_Requirements_.
Return every line of the records that contains the word "closet", matching case exactly.
** start Input data **
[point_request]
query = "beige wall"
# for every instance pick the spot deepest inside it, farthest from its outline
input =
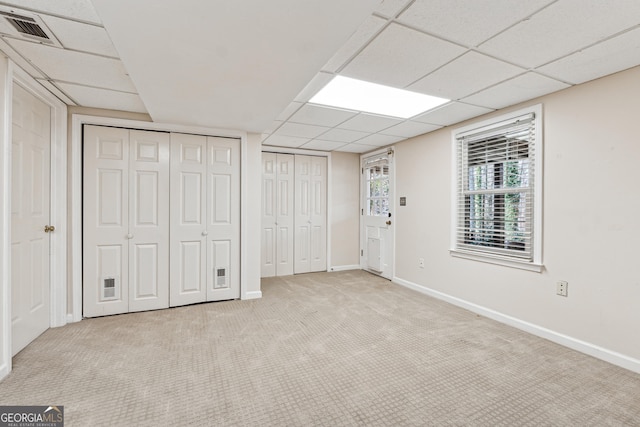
(590, 222)
(345, 204)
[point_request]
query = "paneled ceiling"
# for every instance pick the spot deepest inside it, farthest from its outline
(254, 65)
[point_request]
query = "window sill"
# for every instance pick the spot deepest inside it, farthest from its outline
(522, 265)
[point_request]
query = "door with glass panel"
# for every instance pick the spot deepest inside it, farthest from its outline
(376, 245)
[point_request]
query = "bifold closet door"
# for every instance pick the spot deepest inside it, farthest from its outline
(125, 220)
(205, 219)
(277, 214)
(310, 214)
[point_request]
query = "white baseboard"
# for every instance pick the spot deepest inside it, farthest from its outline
(253, 295)
(344, 267)
(582, 346)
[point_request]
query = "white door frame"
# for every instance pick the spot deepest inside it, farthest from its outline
(327, 154)
(11, 74)
(392, 205)
(77, 121)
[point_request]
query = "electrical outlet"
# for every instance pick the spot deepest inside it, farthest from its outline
(562, 288)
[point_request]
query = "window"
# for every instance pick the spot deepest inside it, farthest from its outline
(497, 184)
(377, 186)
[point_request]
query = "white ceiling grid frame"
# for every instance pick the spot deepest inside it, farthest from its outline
(256, 56)
(465, 75)
(103, 98)
(74, 35)
(610, 56)
(399, 56)
(76, 67)
(561, 29)
(81, 10)
(371, 27)
(343, 135)
(451, 113)
(312, 114)
(319, 144)
(456, 20)
(300, 130)
(365, 122)
(410, 129)
(522, 88)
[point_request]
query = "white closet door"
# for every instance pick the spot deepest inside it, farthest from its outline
(105, 221)
(310, 214)
(277, 214)
(285, 214)
(30, 186)
(223, 219)
(269, 201)
(188, 219)
(148, 220)
(318, 212)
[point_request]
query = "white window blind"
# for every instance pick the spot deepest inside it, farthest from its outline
(495, 189)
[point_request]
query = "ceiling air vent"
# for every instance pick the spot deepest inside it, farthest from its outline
(26, 26)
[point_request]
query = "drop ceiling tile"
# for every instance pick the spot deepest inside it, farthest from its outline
(469, 22)
(360, 38)
(273, 126)
(379, 140)
(285, 141)
(454, 112)
(522, 88)
(391, 8)
(465, 75)
(103, 98)
(399, 56)
(369, 123)
(321, 116)
(78, 36)
(57, 92)
(287, 112)
(613, 55)
(343, 135)
(409, 129)
(318, 144)
(23, 63)
(318, 82)
(300, 130)
(81, 10)
(357, 148)
(563, 28)
(76, 67)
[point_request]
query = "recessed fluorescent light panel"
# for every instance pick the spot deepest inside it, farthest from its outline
(352, 94)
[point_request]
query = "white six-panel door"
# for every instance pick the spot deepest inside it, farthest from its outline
(188, 219)
(205, 219)
(277, 214)
(310, 214)
(30, 185)
(125, 220)
(223, 219)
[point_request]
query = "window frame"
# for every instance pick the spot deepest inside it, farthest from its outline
(477, 254)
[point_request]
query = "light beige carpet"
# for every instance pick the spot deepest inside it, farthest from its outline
(329, 349)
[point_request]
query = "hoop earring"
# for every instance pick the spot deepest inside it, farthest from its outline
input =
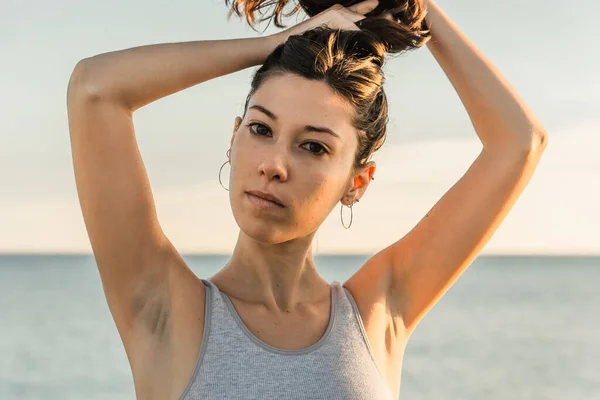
(342, 215)
(220, 169)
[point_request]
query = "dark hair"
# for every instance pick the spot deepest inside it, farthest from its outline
(349, 61)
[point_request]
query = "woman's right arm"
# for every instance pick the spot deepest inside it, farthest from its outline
(129, 246)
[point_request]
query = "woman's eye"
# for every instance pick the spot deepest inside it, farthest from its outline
(256, 130)
(315, 148)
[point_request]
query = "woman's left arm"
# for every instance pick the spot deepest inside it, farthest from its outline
(412, 274)
(500, 117)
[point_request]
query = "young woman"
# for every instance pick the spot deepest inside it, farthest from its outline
(267, 325)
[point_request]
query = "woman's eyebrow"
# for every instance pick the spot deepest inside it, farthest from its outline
(307, 128)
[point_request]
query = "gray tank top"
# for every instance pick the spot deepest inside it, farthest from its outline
(234, 364)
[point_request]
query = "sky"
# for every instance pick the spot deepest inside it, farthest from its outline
(549, 54)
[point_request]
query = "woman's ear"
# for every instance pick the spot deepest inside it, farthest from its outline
(362, 179)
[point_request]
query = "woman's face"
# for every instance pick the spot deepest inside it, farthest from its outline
(282, 148)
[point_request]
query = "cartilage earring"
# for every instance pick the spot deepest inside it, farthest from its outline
(342, 215)
(228, 161)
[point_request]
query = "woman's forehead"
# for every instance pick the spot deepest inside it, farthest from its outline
(295, 99)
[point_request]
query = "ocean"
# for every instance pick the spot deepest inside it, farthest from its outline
(511, 327)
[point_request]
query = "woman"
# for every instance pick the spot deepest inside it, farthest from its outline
(267, 325)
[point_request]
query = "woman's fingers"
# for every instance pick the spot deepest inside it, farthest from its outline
(364, 7)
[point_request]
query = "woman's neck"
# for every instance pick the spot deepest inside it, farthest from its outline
(280, 277)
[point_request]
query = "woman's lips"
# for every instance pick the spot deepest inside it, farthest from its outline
(262, 203)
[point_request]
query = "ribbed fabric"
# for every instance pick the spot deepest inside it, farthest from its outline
(234, 364)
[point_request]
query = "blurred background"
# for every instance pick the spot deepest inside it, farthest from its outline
(522, 322)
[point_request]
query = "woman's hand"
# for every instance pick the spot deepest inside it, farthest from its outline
(335, 17)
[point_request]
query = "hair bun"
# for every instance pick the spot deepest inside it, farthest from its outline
(409, 29)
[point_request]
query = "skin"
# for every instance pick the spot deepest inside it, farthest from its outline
(272, 262)
(157, 302)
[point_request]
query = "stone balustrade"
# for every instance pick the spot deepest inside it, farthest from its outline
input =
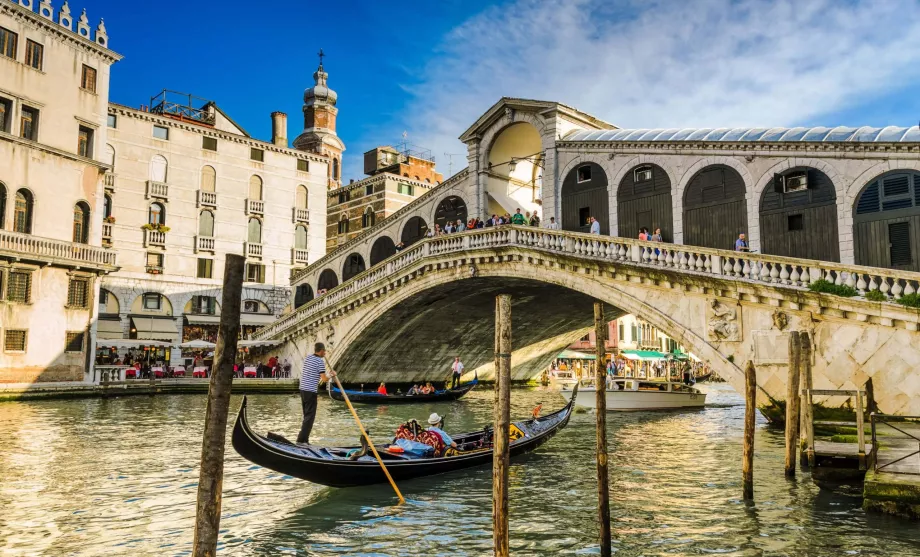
(752, 267)
(26, 246)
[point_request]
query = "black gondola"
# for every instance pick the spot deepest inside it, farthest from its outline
(332, 466)
(377, 398)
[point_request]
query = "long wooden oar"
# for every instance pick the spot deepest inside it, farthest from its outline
(364, 433)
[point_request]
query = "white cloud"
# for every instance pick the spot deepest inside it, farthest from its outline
(704, 63)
** end Input data **
_Reply_.
query = "bifold closet door"
query = "white closet door"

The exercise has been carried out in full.